- **DESCRIPTION OF THE TASK**
Carry on the dangerous-building ordinance text below, starting right after its final sentence.

- **EXTRACTED TEXT**
------------

Section 16 – Notice of hearing; testimony under oath; record of hearing.

Section 17 – Findings.

Section 18 – Order to repair, clean up, vacate and/or demolish, salvage.

Section 19 – Appeal.

Section 20 – Recording of statement of violation, certificate of existence of dangerous building.

Section 21 – Payment of costs.

Section 22 – Insurance proceeds from damage or loss.

Section 13 – Notice.

A. Whenever the City Superintendent has determined that any building or structure is a public nuisance under Section 3, he shall, as soon as possible thereafter, notify the owner, occupant, lessee, mortgagee, agent and all other persons having an interest in the building or structure as shown by the land records of the Recorder of Deeds of Bates County that the building or structure has been found to be a dangerous building and/or a public nuisance under Section 3.

B. The notice shall set forth a description of the property deemed dangerous and the conditions found in the building or structure that constitute the building or structure as a dangerous building public nuisance under Section 3.

C. The notice shall also provide for abatement of the dangerous building public nuisance by:

  1. ordering the building or structure to be vacated, repaired, cleaned up and      maintained and/or demolished; and
  2. specifying commencement of the work within 10 days after receipt of the notice, which commencement shall include the scheduling of an appointment with the City Superintendent by the owner, occupant, lessee, mortgagee, agent and all other persons having an interest in the building or structure and the establishment of an acceptable plan of action for the work; and
  3. requiring the work to proceed continuously without unnecessary delay to completion in strict compliance with the plan of action approved by the City Superintendent.

------------

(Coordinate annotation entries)
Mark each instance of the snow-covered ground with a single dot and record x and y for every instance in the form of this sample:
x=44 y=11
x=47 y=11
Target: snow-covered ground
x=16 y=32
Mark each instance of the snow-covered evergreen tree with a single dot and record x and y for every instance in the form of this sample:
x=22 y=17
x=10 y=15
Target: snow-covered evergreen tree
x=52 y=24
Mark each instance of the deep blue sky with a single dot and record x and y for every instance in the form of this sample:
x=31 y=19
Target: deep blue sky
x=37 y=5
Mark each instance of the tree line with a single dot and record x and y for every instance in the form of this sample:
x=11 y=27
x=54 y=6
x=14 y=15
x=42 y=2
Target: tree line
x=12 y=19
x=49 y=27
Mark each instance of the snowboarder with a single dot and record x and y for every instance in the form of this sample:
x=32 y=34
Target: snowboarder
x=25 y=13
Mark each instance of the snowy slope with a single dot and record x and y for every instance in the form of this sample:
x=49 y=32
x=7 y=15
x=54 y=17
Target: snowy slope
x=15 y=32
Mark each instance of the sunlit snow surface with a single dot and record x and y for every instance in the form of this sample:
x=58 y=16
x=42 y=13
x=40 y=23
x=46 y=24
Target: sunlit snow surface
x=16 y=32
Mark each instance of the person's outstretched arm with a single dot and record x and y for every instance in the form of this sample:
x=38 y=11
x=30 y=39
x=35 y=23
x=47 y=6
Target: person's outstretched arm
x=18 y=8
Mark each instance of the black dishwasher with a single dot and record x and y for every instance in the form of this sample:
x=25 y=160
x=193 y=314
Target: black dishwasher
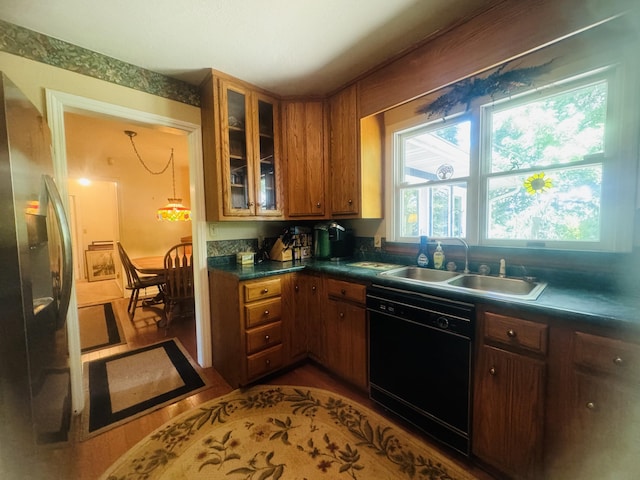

------------

- **TASK ANSWER**
Section 14 – Serving notices or orders; procedure for notice/service

A. Whenever, under this Article, a notice is required to be served upon the persons interested in any building or structure, the notice shall be served upon the owner, occupant, lessee, mortgagee, agent and all other persons having an interest in the building or structure as shown by the land records of the office of the Bates County Recorder of Deeds in Butler, Missouri; the notice shall be signed by the City Superintendent.

B. Owner residing inside City limits: The notice shall be served by anyone competent to be a witness by handing the notice to the person to be served or by leaving the notice at the usual place of abode of the one to be served with a member of the household over the age of 15 years.

C. Owner not residing inside City limits or is unable to be personally served: If the person to be served does not reside in the City or shall have absented himself from the City or concealed himself so that personal service may not be made as provided for herein and if his address is known, then service shall be made by:

  1. ordinary mail (when notice is sent by ordinary mail, there is a rebuttable presumption that the letter was delivered 5 days after the date it was sent); and by
  2.  certified mail, return receipt requested.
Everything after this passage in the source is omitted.